Point-based annotation records:
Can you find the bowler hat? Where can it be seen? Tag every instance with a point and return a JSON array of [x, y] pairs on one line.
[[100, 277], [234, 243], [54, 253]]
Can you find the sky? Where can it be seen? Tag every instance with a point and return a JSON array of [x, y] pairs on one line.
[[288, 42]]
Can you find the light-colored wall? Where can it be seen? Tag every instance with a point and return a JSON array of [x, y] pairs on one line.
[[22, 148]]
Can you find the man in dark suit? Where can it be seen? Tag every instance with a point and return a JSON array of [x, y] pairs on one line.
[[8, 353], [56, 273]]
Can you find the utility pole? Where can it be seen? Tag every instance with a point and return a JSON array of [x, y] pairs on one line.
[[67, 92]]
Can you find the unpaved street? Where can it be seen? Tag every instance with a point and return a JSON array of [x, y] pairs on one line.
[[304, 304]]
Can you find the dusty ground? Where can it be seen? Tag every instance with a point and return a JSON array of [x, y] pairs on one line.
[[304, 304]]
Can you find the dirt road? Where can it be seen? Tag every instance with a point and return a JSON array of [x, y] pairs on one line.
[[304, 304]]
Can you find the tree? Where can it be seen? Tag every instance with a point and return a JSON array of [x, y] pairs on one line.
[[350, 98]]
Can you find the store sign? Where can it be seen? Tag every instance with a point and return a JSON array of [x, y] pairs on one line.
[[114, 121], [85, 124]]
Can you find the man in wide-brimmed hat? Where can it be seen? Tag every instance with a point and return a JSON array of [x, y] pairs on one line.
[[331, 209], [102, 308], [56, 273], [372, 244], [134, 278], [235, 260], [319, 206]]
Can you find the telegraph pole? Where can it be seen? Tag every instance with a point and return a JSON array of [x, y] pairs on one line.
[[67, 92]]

**Exercise requirements:** Please copy the records verbatim, from the line containing "Can you find the man in wide-brimmed" through the end of the records, including both ends.

**Final result:**
Can you find the man in wide-brimmed hat? Where can it be seen? Tag every instance with a point and return a JSON array of [x, y] pairs on one line.
[[331, 209], [102, 308], [56, 273], [372, 244], [134, 278], [235, 260], [319, 206]]
Can you find the telegraph pole? Where can it be seen? Tag every instance with a point and return a JSON array of [x, y] pairs on one line.
[[67, 92]]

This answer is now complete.